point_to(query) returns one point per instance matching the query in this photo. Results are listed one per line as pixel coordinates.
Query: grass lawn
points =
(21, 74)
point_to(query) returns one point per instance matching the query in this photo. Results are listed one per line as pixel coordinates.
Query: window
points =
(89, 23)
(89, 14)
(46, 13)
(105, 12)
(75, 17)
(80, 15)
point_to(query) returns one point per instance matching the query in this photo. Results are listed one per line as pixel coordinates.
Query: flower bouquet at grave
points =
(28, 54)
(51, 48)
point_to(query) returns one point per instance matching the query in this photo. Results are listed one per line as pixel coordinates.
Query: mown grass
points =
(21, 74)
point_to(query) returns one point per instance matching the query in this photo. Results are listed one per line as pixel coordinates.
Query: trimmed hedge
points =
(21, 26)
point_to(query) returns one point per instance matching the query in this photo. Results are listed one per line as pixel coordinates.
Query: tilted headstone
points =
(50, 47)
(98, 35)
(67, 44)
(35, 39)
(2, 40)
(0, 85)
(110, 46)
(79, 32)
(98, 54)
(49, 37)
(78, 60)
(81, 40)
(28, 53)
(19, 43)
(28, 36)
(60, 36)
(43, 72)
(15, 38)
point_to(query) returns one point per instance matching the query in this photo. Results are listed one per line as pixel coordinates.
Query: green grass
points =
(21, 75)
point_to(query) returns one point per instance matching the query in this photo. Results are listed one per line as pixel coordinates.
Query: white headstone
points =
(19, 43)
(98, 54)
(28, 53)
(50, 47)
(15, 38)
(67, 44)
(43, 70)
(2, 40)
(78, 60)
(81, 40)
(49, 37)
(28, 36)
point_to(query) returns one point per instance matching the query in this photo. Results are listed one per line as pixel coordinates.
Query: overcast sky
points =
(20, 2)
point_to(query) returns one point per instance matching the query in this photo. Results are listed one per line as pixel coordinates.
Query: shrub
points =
════════════════
YOUR TASK: Write out each entry again, character for character.

REPLY:
point_to(query) returns one point per instance matching the query in this photo. Results are listed one per line as pixel coordinates.
Query: grass lawn
points =
(21, 74)
point_to(query) returns one point per instance matching the query in this photo. Results are listed one per line as pixel coordinates.
Query: window
points =
(89, 23)
(89, 14)
(46, 13)
(105, 12)
(75, 17)
(80, 15)
point_to(query) returns one point per instance matching the query in this photo. Results are listed one per line as pixel coordinates.
Query: flower bouquet at grave
points =
(28, 54)
(51, 48)
point_to(query) returns one point per instance matching the query in this photo. Results are listed one per line as pixel coordinates.
Query: mown grass
points =
(21, 74)
point_to(query) returns one point per instance matching the query in this photo. Results are listed one per line as pixel coordinates.
Query: trimmed hedge
points =
(21, 26)
point_to(query) returns one point per instance matching the query in this photo. Results are listed one per line as pixel coordinates.
Query: tilted headstone
points =
(50, 47)
(98, 35)
(67, 44)
(35, 39)
(2, 40)
(0, 85)
(110, 46)
(79, 32)
(98, 54)
(49, 37)
(78, 60)
(81, 40)
(28, 53)
(19, 43)
(28, 36)
(60, 36)
(43, 72)
(15, 38)
point_to(query) returns one point per instance matching the query in this photo. Results are listed one per line as pixel coordinates.
Query: green grass
points =
(21, 75)
point_to(query) returns one point per instance matching the query in this photo. Results are listed one per line as pixel coordinates.
Query: white headstone
points =
(19, 43)
(98, 54)
(28, 53)
(50, 47)
(15, 38)
(67, 44)
(43, 70)
(2, 40)
(78, 60)
(81, 40)
(49, 37)
(28, 36)
point_to(query) returns one point per instance matching the query in this photo. Results are listed one per line as pixel coordinates.
Query: overcast sky
points =
(20, 2)
point_to(query) returns one point per instance matching the query in this photo. Results are listed one per line as pixel coordinates.
Query: shrub
points =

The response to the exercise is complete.